[Begin Exercise materials]

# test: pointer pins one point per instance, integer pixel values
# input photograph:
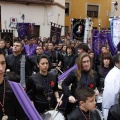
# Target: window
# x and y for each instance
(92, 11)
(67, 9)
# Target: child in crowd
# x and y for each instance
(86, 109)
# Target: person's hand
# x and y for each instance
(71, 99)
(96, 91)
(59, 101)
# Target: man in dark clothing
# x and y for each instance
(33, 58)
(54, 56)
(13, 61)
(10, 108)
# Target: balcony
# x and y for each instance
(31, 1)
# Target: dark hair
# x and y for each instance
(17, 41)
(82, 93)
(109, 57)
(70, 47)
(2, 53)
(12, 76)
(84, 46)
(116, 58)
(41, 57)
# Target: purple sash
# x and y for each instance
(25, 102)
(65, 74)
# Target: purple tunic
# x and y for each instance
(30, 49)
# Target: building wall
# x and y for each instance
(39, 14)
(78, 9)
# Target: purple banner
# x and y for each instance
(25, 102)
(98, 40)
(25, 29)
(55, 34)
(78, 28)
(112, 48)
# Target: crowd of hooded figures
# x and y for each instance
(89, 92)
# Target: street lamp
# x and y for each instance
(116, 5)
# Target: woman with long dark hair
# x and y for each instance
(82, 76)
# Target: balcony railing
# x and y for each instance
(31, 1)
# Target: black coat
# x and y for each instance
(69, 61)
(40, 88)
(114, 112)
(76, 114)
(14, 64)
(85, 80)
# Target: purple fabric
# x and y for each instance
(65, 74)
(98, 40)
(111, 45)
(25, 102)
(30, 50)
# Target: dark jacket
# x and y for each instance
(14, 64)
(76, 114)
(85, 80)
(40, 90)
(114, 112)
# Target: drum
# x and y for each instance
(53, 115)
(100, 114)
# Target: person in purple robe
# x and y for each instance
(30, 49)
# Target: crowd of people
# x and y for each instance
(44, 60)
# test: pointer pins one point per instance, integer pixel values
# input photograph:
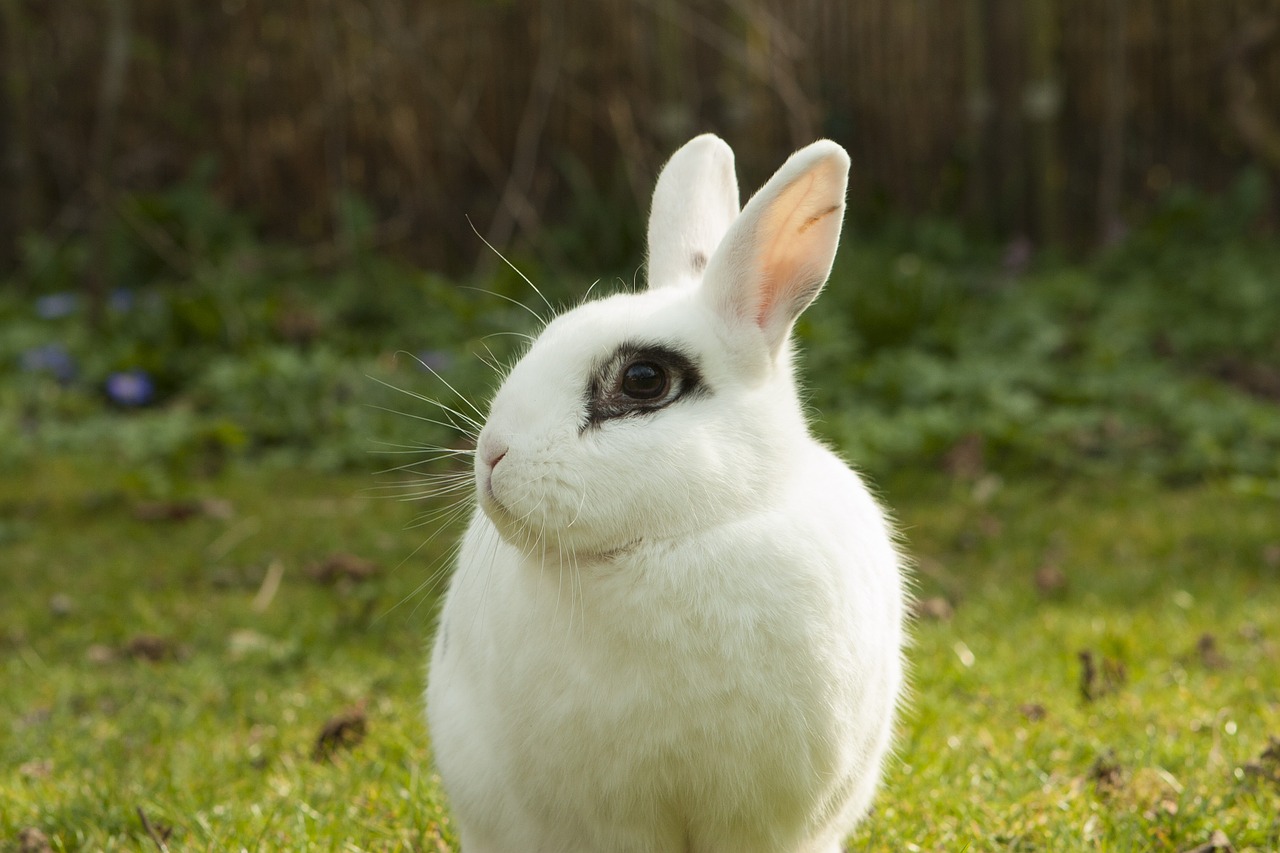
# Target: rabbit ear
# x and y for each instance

[End Exercise materials]
[Begin Exercise materials]

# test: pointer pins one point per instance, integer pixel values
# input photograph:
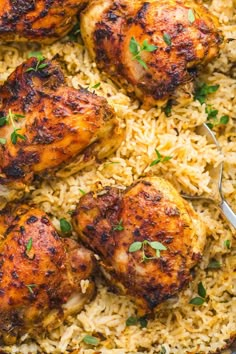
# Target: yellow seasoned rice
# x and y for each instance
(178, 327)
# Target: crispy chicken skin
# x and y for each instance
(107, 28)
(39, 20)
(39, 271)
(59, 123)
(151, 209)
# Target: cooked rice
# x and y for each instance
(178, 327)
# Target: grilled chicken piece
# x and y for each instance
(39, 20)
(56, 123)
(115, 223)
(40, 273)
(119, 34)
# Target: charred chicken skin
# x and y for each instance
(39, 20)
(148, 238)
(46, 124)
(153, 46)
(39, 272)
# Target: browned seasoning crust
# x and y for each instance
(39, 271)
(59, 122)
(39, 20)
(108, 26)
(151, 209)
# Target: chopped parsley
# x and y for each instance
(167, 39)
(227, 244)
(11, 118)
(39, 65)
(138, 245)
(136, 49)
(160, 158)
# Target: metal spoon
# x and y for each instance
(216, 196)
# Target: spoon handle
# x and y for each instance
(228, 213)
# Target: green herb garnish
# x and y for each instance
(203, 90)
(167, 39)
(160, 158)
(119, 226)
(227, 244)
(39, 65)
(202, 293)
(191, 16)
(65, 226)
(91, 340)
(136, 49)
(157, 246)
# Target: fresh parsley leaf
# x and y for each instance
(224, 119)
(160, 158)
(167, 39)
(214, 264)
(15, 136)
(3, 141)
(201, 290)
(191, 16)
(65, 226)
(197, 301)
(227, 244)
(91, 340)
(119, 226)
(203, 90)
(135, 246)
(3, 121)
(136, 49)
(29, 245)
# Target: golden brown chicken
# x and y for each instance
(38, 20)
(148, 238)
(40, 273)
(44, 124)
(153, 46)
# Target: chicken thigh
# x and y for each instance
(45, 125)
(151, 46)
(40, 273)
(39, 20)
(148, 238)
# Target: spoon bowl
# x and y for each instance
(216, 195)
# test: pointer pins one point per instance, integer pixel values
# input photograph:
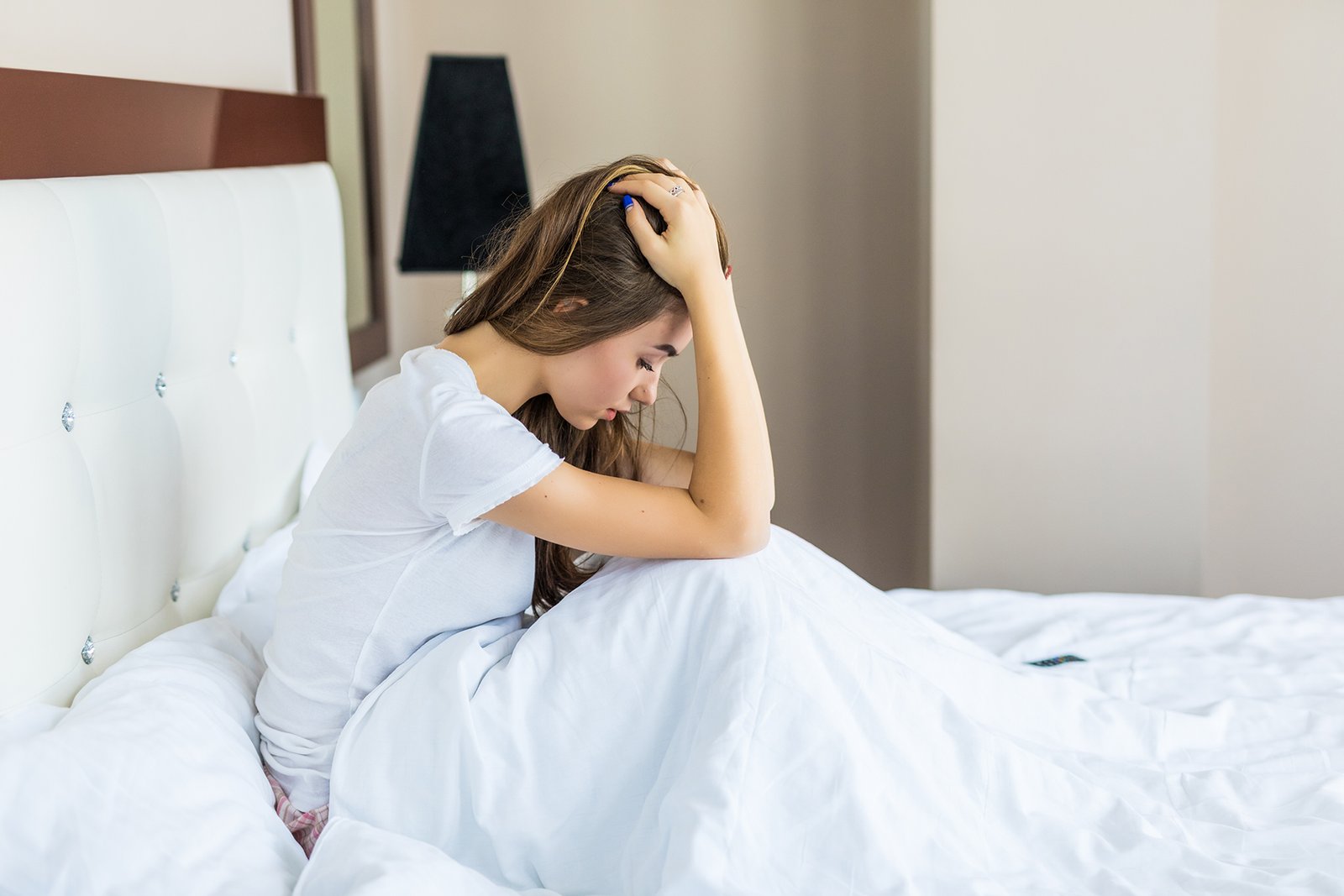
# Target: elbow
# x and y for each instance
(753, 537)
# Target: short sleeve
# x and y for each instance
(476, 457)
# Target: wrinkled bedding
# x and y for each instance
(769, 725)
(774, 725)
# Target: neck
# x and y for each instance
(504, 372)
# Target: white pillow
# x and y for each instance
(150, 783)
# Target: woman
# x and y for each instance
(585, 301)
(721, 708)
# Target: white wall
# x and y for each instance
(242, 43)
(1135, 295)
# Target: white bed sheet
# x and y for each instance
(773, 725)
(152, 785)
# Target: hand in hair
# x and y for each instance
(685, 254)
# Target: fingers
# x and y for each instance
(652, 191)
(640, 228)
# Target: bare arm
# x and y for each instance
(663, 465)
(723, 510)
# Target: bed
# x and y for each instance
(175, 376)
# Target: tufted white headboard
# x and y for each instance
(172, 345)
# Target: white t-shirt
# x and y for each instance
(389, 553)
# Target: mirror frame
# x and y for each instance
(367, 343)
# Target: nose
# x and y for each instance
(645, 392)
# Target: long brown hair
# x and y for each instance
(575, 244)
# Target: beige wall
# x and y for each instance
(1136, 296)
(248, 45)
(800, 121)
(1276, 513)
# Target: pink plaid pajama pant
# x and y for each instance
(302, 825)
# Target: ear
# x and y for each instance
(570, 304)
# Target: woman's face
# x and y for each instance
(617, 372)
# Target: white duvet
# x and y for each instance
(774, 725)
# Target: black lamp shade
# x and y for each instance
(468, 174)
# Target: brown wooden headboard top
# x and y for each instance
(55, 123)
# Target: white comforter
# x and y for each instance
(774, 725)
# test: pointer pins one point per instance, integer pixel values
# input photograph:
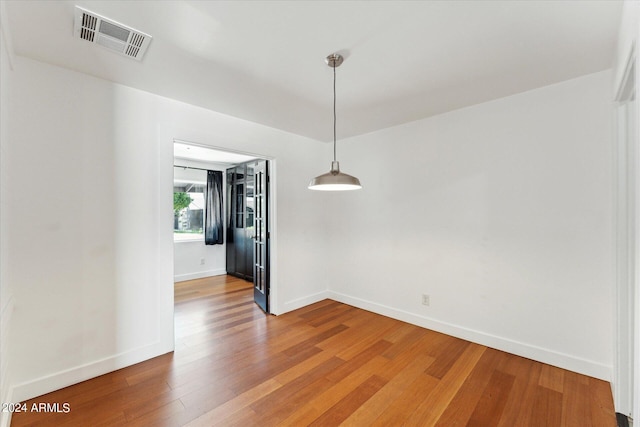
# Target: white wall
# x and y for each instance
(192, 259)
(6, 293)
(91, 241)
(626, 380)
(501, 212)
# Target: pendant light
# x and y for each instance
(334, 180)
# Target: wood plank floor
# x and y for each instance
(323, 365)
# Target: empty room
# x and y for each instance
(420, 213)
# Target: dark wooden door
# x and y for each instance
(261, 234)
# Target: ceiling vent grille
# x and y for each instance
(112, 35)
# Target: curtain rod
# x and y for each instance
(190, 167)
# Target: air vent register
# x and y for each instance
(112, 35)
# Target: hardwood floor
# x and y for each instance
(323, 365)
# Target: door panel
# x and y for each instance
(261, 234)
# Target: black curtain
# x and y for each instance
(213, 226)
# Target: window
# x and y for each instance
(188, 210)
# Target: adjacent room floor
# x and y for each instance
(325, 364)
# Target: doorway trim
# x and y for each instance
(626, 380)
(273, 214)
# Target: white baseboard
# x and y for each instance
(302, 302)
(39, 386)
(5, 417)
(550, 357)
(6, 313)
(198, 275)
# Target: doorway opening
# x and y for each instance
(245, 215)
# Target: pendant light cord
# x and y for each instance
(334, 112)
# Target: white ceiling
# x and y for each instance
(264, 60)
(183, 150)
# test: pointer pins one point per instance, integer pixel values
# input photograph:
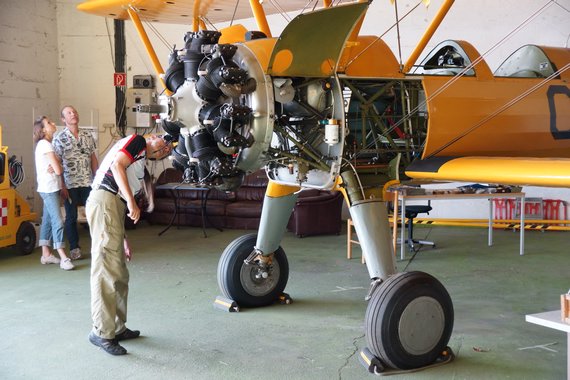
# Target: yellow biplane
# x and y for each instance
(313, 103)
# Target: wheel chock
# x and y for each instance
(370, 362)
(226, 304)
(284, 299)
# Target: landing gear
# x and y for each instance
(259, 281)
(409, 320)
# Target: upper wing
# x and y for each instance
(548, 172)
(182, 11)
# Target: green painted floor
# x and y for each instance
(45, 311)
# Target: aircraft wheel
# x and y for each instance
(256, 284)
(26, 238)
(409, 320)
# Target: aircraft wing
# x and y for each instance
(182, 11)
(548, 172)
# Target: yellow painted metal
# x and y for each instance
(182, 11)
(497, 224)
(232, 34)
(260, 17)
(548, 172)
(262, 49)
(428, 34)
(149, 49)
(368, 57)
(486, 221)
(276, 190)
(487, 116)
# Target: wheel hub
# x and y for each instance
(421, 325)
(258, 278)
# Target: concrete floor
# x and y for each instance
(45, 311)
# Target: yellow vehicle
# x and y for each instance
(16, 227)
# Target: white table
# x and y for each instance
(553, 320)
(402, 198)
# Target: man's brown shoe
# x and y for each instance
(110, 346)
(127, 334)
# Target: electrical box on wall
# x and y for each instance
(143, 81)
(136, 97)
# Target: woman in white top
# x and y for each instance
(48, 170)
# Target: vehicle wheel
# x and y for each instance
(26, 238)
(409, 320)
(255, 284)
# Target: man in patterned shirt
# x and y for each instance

[End Exercise materials]

Aim of the exercise: Count the lines in the records that contain the string "crowd", with case counting, and give only the number.

Task result: 3